# Gulf coast trip



## dbrady784 (Feb 17, 2014)

Im living in Galveston on the water currently, but would like to make a weekend trip to another stop in the gulf coast. Where would you go and why? Really looking to target something other than reds, jacks or pompano maybe, but not opposed to feeding more redfish in a different venue. If it’s along the gulf coast I’m willing to travel. Where are some places worth checking out? 
If anyone ever wanted to swap trips I fish weekly and gig a bunch in Galveston.


----------



## richg99 (Nov 28, 2009)

Calcasieu, maybe?


----------



## KimmerIII (Feb 9, 2017)

Tuna sin Venice


----------



## Ryan Russell (Apr 18, 2017)

Panama City and their bay systems, but there are shallower sandbars around the Destin area that you can wade and sight cast to Pompano. It's basically our version of bone fishing


----------



## KimmerIII (Feb 9, 2017)

If you have never night fished for speckled trout under lights, the orange beach area is amazing for that in the spring, summer on fly rod. Lots of little trout and lots of fun. You aren't going to catch and monsters but its a fun trip to do.


----------



## Jred (Sep 22, 2013)

If I were you I’d head down to Freeport and maybe fish your way towards Galveston and see what you find there


----------
________________________
=== Set task 1 ===
Retype the part of the Gulf coast trip thread between "Im living in" and "worth checking out?", inclusive.
=== Set task 2 ===
Answer these questions using the Gulf coast trip thread:
(a) In what city is the original poster currently living?
(b) What fish can be sight cast to from the shallow sandbars around the Destin area?
(c) What fish does one reply suggest night fishing for under lights in the orange beach area?
The data that comes after this sentence is separate material from the Gulf coast trip thread.

=== Data extract ===
________________________
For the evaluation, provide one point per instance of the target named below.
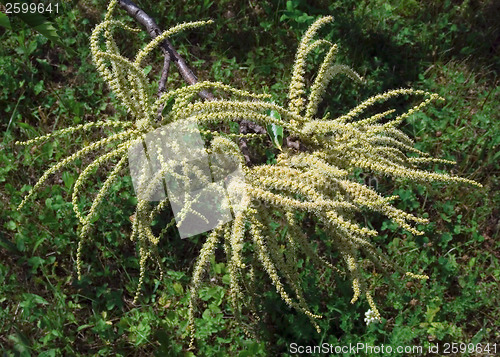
________________________
=== Correct answer 1 ===
Im living in Galveston on the water currently, but would like to make a weekend trip to another stop in the gulf coast. Where would you go and why? Really looking to target something other than reds, jacks or pompano maybe, but not opposed to feeding more redfish in a different venue. If it’s along the gulf coast I’m willing to travel. Where are some places worth checking out?

=== Correct answer 2 ===
(a) Galveston
(b) Pompano
(c) Speckled trout